[DOCUMENT SECTION]
* * *
Intermittent Latency Spikes with Chat Completion API (GPT-4) in FastAPI Application

Hello OpenAI community,

I’m encountering intermittent latency issues with the OpenAI Chat Completion API. I’m using the gpt-4o-mini model in an asynchronous FastAPI application, and while some responses are quick, others take significantly longer even though my prompt lengths are typically short.

Here’s a summary of the issue:

  • API: Using gpt-4o-mini model with the AsyncOpenAI client.
  • Symptoms: Response times fluctuate between a few seconds and up to 18 seconds, even for short prompts.
  • Environment: Running on FastAPI. Network and system resources are stable.
  • Usage: Short prompts, mostly direct questions and short messages.
  • Observations: Latency variations occur seemingly randomly, without correlation to prompt complexity.

Below is the code I’m using to call the API:

python

Copy code

from openai import AsyncOpenAI
from config.config import Config
from typing import List, Dict

class OpenAIClient:
    def __init__(self, api_key: str = Config.API_KEY_OPENAI):
        self.client = AsyncOpenAI(api_key=api_key)

    async def create_chat_completion(
        self,
        messages: List[Dict[str, str]],
        model: str = "gpt-4o-mini",
    ) -> str:
        try:
            completion = await self.client.chat.completions.create(
                model=model,
                messages=messages,
            )
            return completion.choices[0].message.content
        except Exception as e:
            print(f"Error in creating chat completion: {str(e)}")
            raise

    async def close(self):
        await self.client.close()

Has anyone else encountered similar response time fluctuations, especially with asynchronous calls? Could server load or region-related factors affect this, and would switching to a different OpenAI model potentially help? I deploy my serivce on an AWS EC2 instance in Singapore.
* * *
[PROBLEMS TO SOLVE]
• A. Answer these about the latency post, one line each, marked (i), (ii), (iii):
(i) Which model does the poster use?
(ii) What is the longest response time reported?
(iii) Where is the service deployed?
• B. According to the latency post, why does the poster find the slow responses hard to explain?
• C. Does each statement agree with the latency post? For each, answer yes or no and quote the deciding words.
(i) The poster calls the API through a synchronous client.
(ii) The poster reports that network and system resources are stable.
(iii) The prompts sent are mostly long documents.

[SUPPLIED RECORDS]
* * *
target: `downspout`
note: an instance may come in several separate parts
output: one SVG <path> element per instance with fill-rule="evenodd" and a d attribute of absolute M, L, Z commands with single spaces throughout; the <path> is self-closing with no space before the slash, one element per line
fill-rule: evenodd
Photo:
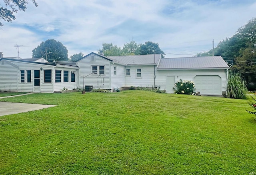
<path fill-rule="evenodd" d="M 154 63 L 156 63 L 156 52 L 154 55 Z M 154 89 L 156 88 L 156 65 L 154 65 Z"/>
<path fill-rule="evenodd" d="M 112 90 L 112 88 L 111 88 L 111 77 L 112 77 L 112 72 L 111 72 L 111 65 L 114 65 L 114 63 L 112 63 L 112 64 L 111 65 L 111 63 L 110 62 L 109 63 L 109 65 L 110 66 L 110 73 L 109 73 L 109 89 L 110 89 L 110 92 L 111 92 L 111 90 Z"/>

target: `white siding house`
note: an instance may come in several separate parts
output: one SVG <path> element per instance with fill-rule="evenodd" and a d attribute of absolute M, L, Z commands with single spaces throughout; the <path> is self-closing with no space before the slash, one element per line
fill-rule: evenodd
<path fill-rule="evenodd" d="M 194 81 L 201 94 L 221 95 L 226 93 L 229 68 L 220 56 L 106 57 L 92 52 L 76 62 L 43 61 L 0 59 L 0 90 L 53 93 L 89 88 L 113 92 L 134 86 L 172 93 L 174 84 L 182 79 Z"/>
<path fill-rule="evenodd" d="M 53 93 L 76 88 L 78 71 L 76 66 L 2 58 L 0 90 Z"/>

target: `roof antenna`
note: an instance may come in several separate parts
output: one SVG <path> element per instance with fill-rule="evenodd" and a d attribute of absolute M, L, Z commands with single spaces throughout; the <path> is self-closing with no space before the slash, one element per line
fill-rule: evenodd
<path fill-rule="evenodd" d="M 17 48 L 18 49 L 18 57 L 20 57 L 20 47 L 23 47 L 23 46 L 24 46 L 24 45 L 18 45 L 17 44 L 16 44 L 16 45 L 14 44 L 14 47 L 16 47 L 16 49 L 17 49 Z"/>

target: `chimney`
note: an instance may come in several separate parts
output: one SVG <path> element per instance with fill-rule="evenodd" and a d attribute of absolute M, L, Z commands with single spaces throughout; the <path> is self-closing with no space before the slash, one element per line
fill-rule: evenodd
<path fill-rule="evenodd" d="M 98 53 L 99 55 L 104 55 L 104 54 L 103 53 L 103 51 L 102 50 L 100 50 L 98 51 Z"/>

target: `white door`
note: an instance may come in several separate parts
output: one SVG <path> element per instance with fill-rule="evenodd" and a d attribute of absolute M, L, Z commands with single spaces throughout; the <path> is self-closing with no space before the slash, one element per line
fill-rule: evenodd
<path fill-rule="evenodd" d="M 221 95 L 221 78 L 218 75 L 197 75 L 194 81 L 200 94 Z"/>
<path fill-rule="evenodd" d="M 40 71 L 34 70 L 34 87 L 33 92 L 40 92 Z"/>
<path fill-rule="evenodd" d="M 174 93 L 173 87 L 175 83 L 174 76 L 166 76 L 166 93 L 168 94 L 173 94 Z"/>

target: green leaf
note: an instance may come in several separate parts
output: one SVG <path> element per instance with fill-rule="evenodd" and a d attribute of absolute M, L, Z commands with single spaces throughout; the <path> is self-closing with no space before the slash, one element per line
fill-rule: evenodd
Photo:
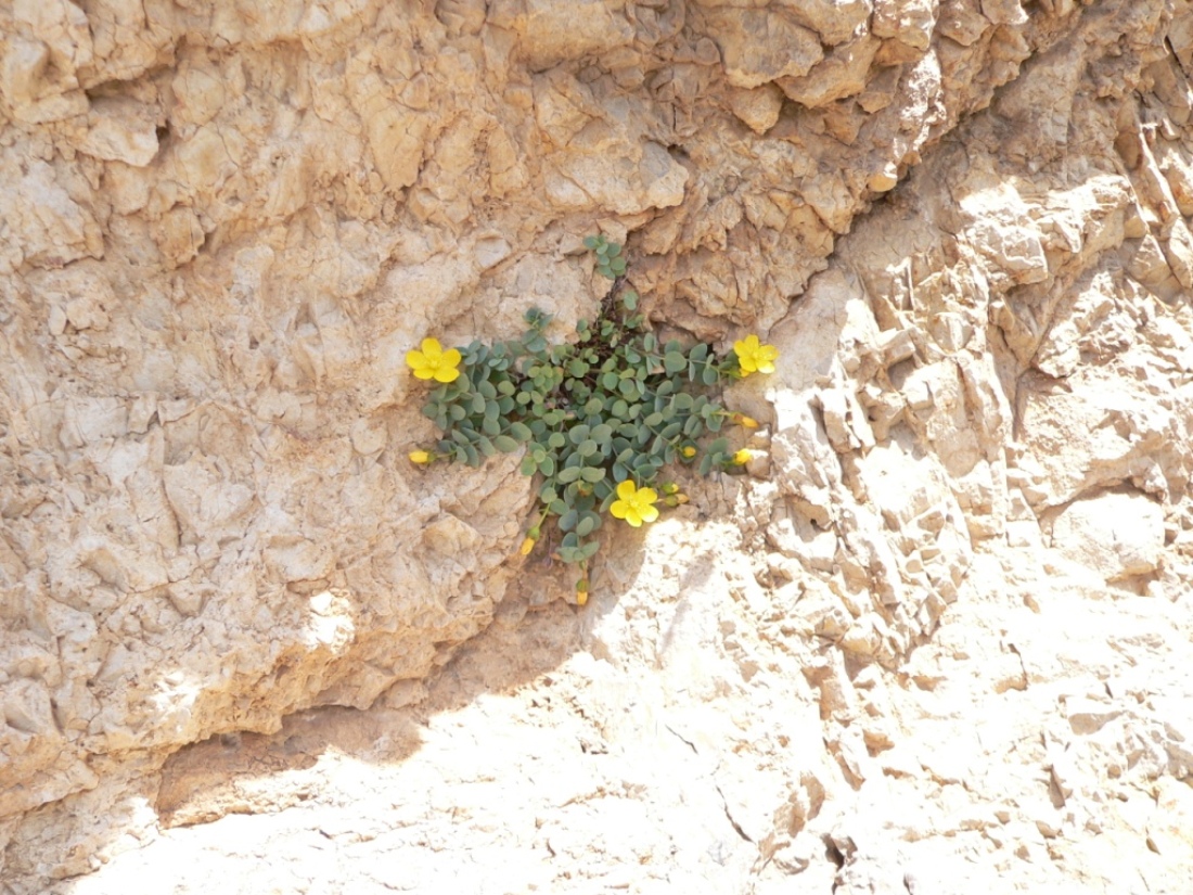
<path fill-rule="evenodd" d="M 497 436 L 493 439 L 493 446 L 502 453 L 513 453 L 518 450 L 518 442 L 512 439 L 509 436 Z M 531 465 L 534 464 L 533 457 L 526 457 L 526 459 L 523 461 L 523 467 L 526 465 L 527 459 L 531 462 Z M 524 473 L 524 475 L 534 475 L 534 471 Z"/>

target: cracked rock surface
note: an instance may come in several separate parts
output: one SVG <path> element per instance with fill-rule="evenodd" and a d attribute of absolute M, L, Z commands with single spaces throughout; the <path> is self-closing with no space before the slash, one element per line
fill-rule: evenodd
<path fill-rule="evenodd" d="M 0 887 L 1170 893 L 1193 13 L 0 4 Z M 513 556 L 404 353 L 644 311 L 747 476 Z"/>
* * *
[EXPECTED RESPONSES]
• A.
(i) gpt-4o-mini
(ii) Up to 18 seconds
(iii) On an AWS EC2 instance in Singapore

• B. The prompts are typically short, and the delays occur seemingly at random, with no link to prompt complexity. Network and system resources are also stable, so those don't explain the fluctuations.

• C.
(i) No: "Using gpt-4o-mini model with the AsyncOpenAI client."
(ii) Yes: "Network and system resources are stable."
(iii) No: "Short prompts, mostly direct questions and short messages."